__Data records__:
%%

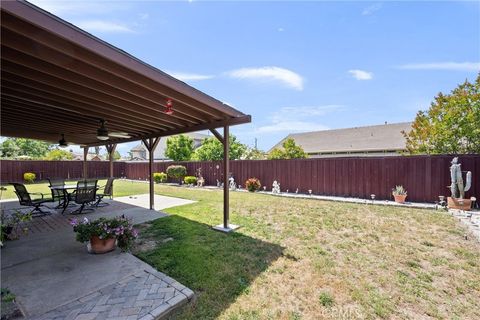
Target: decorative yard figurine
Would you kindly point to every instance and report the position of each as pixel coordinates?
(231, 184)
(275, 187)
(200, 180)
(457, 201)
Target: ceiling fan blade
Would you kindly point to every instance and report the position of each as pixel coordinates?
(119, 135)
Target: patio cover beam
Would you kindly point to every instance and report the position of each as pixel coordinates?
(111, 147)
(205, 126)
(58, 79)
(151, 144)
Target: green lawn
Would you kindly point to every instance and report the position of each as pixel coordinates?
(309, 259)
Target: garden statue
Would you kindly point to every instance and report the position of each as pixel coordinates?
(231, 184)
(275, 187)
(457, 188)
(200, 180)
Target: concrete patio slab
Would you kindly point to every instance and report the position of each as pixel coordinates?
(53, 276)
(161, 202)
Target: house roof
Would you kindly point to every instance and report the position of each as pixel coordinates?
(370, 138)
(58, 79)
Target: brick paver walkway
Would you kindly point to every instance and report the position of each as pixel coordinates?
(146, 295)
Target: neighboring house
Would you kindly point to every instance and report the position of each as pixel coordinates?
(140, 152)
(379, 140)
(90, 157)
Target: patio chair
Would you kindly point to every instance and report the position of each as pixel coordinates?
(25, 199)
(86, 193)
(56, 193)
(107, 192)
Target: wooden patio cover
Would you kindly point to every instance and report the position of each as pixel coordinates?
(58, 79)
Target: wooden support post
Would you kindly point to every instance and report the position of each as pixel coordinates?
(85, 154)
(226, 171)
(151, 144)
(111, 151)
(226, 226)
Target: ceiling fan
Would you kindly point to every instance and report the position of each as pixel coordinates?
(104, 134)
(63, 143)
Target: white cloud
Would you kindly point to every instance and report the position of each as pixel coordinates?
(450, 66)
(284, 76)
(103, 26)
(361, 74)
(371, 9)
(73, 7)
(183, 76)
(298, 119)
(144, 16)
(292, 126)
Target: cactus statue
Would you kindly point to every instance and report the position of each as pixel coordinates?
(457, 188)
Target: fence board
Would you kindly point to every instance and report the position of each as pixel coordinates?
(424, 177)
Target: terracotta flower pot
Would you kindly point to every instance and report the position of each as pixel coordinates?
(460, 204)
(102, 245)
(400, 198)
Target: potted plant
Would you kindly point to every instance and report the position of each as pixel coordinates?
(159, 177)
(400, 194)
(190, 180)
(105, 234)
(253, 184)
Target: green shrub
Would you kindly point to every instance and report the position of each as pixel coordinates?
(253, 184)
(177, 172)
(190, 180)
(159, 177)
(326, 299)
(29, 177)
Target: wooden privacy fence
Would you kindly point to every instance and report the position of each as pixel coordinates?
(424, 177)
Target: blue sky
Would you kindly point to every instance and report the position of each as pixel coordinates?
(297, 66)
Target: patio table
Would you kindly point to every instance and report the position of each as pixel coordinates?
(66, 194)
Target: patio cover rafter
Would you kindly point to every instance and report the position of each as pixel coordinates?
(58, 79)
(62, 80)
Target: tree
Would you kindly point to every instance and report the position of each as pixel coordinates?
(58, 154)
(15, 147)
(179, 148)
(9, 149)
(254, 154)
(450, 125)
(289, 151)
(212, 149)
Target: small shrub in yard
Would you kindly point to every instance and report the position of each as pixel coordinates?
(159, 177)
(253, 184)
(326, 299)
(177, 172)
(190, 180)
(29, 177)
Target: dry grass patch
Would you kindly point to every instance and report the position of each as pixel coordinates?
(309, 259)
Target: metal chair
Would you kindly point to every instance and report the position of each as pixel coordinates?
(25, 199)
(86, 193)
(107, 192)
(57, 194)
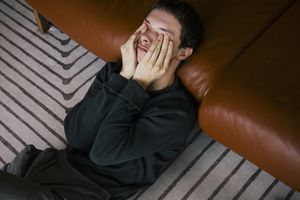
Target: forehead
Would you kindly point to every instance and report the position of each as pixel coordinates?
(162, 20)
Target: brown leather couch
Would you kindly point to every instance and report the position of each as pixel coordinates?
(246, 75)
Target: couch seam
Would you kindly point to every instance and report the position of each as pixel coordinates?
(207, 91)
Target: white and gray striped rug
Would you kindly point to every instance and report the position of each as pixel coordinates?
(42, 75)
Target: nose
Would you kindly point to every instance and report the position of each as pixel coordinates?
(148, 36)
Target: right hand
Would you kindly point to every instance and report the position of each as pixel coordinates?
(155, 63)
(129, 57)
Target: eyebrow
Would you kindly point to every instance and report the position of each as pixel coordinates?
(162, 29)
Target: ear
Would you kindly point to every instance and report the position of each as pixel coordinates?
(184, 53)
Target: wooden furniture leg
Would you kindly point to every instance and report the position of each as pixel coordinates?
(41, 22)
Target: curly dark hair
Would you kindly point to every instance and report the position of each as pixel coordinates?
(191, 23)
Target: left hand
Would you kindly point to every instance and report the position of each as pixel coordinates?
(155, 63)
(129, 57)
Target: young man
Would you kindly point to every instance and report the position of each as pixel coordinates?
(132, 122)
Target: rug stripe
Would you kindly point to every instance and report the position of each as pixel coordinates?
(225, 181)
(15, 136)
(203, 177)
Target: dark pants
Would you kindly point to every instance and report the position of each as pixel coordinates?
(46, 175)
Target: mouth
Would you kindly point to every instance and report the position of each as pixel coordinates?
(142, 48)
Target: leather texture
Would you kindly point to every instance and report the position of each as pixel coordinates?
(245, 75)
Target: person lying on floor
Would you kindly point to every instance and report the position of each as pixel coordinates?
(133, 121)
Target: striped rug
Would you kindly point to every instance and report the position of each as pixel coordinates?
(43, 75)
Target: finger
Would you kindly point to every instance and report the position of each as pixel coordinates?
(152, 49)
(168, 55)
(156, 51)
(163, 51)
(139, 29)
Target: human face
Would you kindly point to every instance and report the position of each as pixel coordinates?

%%

__What to do__:
Write out all of the material again with "Target" switched to "Object" everywhere it appears and nothing else changed. Leave the pictures out.

__Task result__:
Object: decorative yard figurine
Would you kindly point to every instance and report the position of each as pixel coordinates?
(231, 184)
(275, 187)
(200, 180)
(457, 201)
Object: ceiling fan blade
Would you kindly point to every instance and report the position of each as pixel coordinates?
(119, 135)
Object: patio cover beam
Would you kindly point to every instance and report the position of each as pixel coordinates?
(111, 147)
(205, 126)
(58, 79)
(151, 144)
Object: green lawn
Would you kindly point to every instance and report the position of each as pixel coordinates?
(309, 259)
Object: garden statue
Would you kindly point to every instance and report the position of each as pixel coordinates?
(231, 184)
(275, 187)
(457, 188)
(200, 180)
Object: concrete patio slab
Would you kindly point to every instance and report the position of each as pixel coordinates?
(53, 276)
(161, 202)
Object: house roof
Would you kindly point to every instance and report the position of each as pixel coordinates?
(370, 138)
(58, 79)
Object: brick paver walkway
Would you kindly point to every instance and report the position of each as pixel coordinates?
(146, 295)
Object: neighboring house
Would you kindly point to every instance and report the position of each as pixel coordinates?
(140, 152)
(379, 140)
(90, 157)
Object: patio chair
Would you kindly point to every instance and report the position of each as pixel coordinates?
(25, 199)
(86, 193)
(56, 193)
(107, 192)
Object: wooden patio cover
Would you kindly point to every instance and report the position of each as pixel coordinates?
(58, 79)
Object: wooden support post
Would you kindly point to every instance and report the position of each as pixel coordinates?
(85, 154)
(226, 171)
(151, 144)
(111, 151)
(226, 226)
Object: ceiling fan
Would you kindly point to every instance and report the position of each as pixel coordinates?
(104, 134)
(63, 143)
Object: white cloud
Would you kindly point to every instance and report the position of each as pixel coordinates?
(450, 66)
(284, 76)
(103, 26)
(361, 74)
(371, 9)
(73, 7)
(183, 76)
(298, 119)
(144, 16)
(292, 126)
Object: cactus statue
Would you kindly point to every instance and report the position of each as pixel coordinates?
(457, 188)
Object: fence board
Would you kindly point to every instance and report the position of each as pixel coordinates?
(424, 177)
Object: terracotta flower pot
Would you kindly point to every instance and report the position of each as pixel coordinates?
(460, 204)
(102, 245)
(400, 198)
Object: potted plant
Would you kindly point to every instance and report the position of each as pixel coordinates?
(159, 177)
(400, 194)
(190, 180)
(105, 234)
(253, 184)
Object: green shrub
Would you kindly point to every instance and report the position of each as pixel coordinates?
(253, 184)
(177, 172)
(190, 180)
(159, 177)
(326, 299)
(29, 177)
Object: wooden privacy fence
Would you kindly point to every instance and report the position of each as pixel coordinates?
(424, 177)
Object: blue sky
Would you kindly point to every instance and report the position of each as pixel coordinates?
(297, 66)
Object: patio table
Would you kindly point to every instance and report the position of each as pixel coordinates?
(66, 194)
Object: patio cover rafter
Would you kindly point to every instance and report the position of each as pixel coordinates?
(58, 79)
(62, 80)
Object: tree
Would you kindly point to every instance and report the position of each as pixel coordinates?
(58, 154)
(15, 147)
(179, 148)
(9, 149)
(254, 154)
(450, 125)
(289, 151)
(212, 149)
Object: small shrub in yard
Would you kindly point to every instance and report the position of each as pixel coordinates?
(159, 177)
(253, 184)
(326, 299)
(177, 172)
(190, 180)
(29, 177)
Object: dry grass patch
Would you kindly point to every instance and report the position of each as pixel coordinates?
(309, 259)
Object: metal chair
Would you kindly point to every instance and report the position of each as pixel coordinates?
(25, 199)
(86, 193)
(107, 192)
(57, 194)
Object: forehead
Would you kindly point to every instance and report the position of each as pixel coordinates?
(162, 20)
Object: brown leather couch
Would you kindly point to every instance and report the position of each as pixel coordinates?
(246, 75)
Object: couch seam
Would you kindly point to every instance and report the position of each as pixel coordinates?
(207, 91)
Object: white and gray striped rug
Would you kindly point to every instance and report the position of each as pixel coordinates?
(42, 75)
Object: nose
Would you kindly point to every instance and report the position of each as pixel coordinates?
(148, 36)
Object: right hand
Would you kindly point to every instance and report the position of each as pixel coordinates?
(155, 63)
(129, 57)
Object: eyebrow
Would you kindly point to every instance and report the position of each as pixel coordinates?
(162, 29)
Object: ear
Would you kindly point to every instance and report the position of each as pixel coordinates?
(184, 53)
Object: wooden furniture leg
Would you kindly point to every instance and report the position of each as pixel coordinates?
(41, 22)
Object: curly dark hair
Would you kindly point to every instance and report the position of each as pixel coordinates?
(191, 23)
Object: left hand
Would you kindly point to every instance and report the position of each as pixel coordinates?
(155, 63)
(129, 57)
Object: young man
Would you kindly point to every instance and report the position of each as pixel coordinates?
(132, 122)
Object: rug stripe
Would you kindly point to every instance and report the position of each as pixel coordinates?
(225, 181)
(15, 136)
(203, 177)
Object: dark pants
Would you kindly point to every instance and report the position of each as pixel coordinates?
(46, 175)
Object: mouth
Would you kindly point to every instance and report the position of each as pixel coordinates?
(142, 48)
Object: leather texture
Would you kindly point to every instance and report the position of each as pixel coordinates?
(245, 75)
Object: person lying on floor
Would you kindly point to every instance and report the position of each as pixel coordinates?
(133, 121)
Object: striped rug
Would you kindly point to every instance and report the position of each as pixel coordinates?
(43, 75)
Object: finger
Would you kindly point to every instance and report the position of each as pixel coordinates?
(152, 49)
(168, 55)
(156, 51)
(163, 51)
(139, 29)
Object: human face
Would you kindly point to every instance and report the position of each as pixel coordinates?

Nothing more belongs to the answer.